# Materials provided:
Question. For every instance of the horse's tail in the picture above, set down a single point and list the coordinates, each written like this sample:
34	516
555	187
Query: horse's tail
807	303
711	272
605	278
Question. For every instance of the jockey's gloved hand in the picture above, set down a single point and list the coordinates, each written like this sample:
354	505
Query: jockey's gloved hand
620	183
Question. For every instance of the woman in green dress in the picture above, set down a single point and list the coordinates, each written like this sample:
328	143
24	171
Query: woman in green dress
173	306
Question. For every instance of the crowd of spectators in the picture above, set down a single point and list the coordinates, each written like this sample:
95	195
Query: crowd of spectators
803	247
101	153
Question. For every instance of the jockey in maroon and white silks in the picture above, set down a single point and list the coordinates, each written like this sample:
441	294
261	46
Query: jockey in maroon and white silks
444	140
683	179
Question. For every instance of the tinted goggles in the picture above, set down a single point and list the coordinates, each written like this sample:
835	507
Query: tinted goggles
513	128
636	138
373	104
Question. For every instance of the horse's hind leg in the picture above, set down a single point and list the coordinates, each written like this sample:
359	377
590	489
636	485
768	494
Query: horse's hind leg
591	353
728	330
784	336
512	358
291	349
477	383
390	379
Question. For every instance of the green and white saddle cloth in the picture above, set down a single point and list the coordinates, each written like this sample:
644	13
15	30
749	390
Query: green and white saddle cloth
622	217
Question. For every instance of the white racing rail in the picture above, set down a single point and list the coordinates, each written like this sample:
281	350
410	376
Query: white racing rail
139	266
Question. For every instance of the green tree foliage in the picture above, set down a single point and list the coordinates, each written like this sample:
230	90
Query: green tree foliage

# What this task involves:
Rescale the part that opens with the line containing "Question. For every instance of the white" and closes with the last line, and reproduce all of those lines, requests included. Multiply each answer coordinate by 1.8 and round it to a whole number, rounding halves up, but leave the requests and their sample coordinates unchanged.

# Solved exercise:
Question. For every instance of the white racing rail in the picture above, set down a single point and list the coordinates, each written like this sample:
281	350
410	376
Query: white racing rail
250	479
Question. For every instance of the green tree foliage in the picture above, set down a single point and list the coordinates, each written like this sample:
230	90
Query: green tree foliage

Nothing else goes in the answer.